Saved entries
*****
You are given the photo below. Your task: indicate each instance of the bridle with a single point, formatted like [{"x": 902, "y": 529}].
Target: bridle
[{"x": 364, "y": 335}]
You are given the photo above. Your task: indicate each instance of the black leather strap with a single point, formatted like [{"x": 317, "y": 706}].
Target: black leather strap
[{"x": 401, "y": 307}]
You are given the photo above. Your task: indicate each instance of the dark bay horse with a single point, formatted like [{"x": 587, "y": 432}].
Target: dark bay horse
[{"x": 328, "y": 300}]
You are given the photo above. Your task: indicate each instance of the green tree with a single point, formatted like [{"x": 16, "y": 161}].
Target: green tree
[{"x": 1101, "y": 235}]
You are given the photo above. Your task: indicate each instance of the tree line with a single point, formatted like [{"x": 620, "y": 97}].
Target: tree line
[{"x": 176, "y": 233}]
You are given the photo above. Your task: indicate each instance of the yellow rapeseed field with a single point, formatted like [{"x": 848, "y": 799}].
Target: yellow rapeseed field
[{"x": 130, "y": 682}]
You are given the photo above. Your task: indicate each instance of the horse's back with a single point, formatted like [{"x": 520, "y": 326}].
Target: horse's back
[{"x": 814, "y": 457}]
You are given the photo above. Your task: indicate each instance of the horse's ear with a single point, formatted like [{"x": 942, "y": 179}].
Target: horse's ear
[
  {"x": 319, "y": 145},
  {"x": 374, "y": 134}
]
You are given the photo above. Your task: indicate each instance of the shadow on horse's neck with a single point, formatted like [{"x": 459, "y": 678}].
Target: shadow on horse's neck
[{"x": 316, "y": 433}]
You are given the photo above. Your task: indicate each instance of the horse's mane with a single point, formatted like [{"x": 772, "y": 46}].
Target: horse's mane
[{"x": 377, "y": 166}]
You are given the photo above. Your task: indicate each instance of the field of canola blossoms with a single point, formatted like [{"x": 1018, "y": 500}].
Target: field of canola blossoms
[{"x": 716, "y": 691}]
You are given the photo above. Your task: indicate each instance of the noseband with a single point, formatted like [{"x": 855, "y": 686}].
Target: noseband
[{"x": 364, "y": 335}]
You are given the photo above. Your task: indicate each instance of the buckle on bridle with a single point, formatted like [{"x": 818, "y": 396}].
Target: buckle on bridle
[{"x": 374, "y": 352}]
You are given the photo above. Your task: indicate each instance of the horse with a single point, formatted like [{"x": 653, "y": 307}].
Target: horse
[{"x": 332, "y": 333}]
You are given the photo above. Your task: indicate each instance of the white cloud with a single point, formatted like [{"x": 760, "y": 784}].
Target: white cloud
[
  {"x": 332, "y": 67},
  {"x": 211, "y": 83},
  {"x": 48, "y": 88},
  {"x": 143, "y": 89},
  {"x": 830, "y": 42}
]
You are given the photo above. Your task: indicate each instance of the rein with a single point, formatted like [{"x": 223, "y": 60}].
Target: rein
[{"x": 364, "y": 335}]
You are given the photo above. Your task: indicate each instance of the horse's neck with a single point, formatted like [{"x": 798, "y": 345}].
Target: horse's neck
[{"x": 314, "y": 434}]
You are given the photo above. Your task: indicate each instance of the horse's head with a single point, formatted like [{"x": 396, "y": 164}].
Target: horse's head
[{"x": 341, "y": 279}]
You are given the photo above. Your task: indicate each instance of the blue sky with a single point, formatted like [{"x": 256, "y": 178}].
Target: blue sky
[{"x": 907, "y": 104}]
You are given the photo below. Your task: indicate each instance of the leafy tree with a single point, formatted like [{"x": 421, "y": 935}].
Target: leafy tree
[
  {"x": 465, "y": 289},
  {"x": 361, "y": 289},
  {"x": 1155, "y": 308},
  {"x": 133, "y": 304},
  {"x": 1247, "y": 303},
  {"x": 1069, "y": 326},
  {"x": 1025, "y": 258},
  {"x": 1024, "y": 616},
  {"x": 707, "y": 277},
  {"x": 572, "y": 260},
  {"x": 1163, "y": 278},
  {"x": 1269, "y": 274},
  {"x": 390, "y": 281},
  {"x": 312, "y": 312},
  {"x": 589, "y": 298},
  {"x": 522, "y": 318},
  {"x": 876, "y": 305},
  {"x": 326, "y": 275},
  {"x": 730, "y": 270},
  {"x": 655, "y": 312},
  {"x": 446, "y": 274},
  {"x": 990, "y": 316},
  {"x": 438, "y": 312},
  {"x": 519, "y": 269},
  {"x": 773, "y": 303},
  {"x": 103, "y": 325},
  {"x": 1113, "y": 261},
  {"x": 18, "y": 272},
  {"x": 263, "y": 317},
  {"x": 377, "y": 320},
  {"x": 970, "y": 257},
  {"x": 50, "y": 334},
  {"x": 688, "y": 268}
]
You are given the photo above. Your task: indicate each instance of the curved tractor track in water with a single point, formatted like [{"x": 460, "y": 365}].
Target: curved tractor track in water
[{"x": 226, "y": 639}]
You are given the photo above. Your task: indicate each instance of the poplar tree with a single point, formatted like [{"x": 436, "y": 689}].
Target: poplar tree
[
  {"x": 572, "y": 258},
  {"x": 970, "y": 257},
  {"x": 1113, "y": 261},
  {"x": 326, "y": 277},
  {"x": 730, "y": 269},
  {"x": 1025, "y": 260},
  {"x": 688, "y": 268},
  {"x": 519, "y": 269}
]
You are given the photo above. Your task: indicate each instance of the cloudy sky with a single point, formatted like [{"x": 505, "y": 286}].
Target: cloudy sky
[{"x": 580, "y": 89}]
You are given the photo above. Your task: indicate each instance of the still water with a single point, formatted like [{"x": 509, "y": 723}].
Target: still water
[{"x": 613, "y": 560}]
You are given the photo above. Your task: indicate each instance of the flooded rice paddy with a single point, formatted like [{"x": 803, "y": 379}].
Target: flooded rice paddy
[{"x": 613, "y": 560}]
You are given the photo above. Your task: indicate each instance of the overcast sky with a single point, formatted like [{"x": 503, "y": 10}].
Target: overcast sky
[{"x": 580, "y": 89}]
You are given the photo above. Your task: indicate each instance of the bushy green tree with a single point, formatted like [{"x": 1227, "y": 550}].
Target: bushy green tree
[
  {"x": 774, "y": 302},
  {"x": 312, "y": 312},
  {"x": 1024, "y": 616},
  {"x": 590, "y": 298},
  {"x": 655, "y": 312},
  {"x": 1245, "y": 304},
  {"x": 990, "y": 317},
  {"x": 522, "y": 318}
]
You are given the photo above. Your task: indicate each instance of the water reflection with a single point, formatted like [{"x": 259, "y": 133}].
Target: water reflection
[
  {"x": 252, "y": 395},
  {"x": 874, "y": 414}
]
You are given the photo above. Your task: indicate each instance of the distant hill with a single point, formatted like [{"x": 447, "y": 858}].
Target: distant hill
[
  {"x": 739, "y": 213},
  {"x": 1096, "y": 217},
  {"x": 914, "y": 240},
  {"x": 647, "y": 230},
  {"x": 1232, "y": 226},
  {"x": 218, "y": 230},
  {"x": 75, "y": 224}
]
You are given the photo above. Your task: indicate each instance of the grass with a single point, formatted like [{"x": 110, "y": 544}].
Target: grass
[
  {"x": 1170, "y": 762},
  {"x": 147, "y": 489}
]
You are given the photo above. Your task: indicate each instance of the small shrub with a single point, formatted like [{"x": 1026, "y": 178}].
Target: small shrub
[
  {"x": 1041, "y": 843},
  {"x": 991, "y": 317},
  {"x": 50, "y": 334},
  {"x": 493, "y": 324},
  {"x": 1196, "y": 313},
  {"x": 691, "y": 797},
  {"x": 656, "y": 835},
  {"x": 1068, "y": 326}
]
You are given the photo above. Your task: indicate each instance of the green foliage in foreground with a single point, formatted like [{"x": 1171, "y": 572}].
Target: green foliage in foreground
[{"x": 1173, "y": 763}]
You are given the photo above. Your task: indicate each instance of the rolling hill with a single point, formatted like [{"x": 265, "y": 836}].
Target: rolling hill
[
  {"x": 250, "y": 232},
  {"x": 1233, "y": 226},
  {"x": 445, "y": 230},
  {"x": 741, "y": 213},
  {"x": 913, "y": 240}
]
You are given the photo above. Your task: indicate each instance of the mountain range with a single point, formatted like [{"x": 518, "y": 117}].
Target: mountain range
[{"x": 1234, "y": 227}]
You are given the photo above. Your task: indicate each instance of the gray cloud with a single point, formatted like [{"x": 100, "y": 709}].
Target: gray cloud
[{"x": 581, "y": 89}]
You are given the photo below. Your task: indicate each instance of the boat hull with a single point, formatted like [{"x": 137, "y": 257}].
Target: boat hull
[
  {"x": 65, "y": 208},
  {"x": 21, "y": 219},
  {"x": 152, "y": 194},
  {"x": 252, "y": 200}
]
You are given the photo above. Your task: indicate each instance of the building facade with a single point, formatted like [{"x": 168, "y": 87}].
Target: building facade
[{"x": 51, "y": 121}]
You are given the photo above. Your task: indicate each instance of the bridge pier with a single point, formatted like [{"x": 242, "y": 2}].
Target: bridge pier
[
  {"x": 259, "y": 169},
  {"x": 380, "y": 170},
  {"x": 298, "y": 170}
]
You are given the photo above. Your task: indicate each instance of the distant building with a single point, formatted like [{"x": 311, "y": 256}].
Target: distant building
*****
◆ Short task ◆
Return the lines of the data word for word, starting at the line that contains "of the gray" and ending with the last line of the data.

◆ Task response ◆
You are given the photo above. Your task: indicate each instance of the gray cloud with a single point, formatted like [{"x": 100, "y": 709}].
Target: gray cloud
[{"x": 581, "y": 89}]
You are given the photo below. Your task: indicate each instance of the boat hull with a single point, formatted like [{"x": 137, "y": 257}].
Target: boat hull
[
  {"x": 65, "y": 208},
  {"x": 21, "y": 219},
  {"x": 152, "y": 194},
  {"x": 252, "y": 200}
]
You are given the photo above. Your task: indicate each instance of the building facade with a single point, formatted like [{"x": 168, "y": 87}].
Target: building facade
[{"x": 51, "y": 121}]
You are given the photo above. Your task: indicate each instance of the bridge pier with a single point, formatted like [{"x": 242, "y": 2}].
Target: bridge pier
[
  {"x": 259, "y": 169},
  {"x": 380, "y": 170},
  {"x": 298, "y": 170}
]
You are given the photo above. Your task: indicate each instance of the distant building with a single point, formatted like [{"x": 311, "y": 256}].
Target: distant building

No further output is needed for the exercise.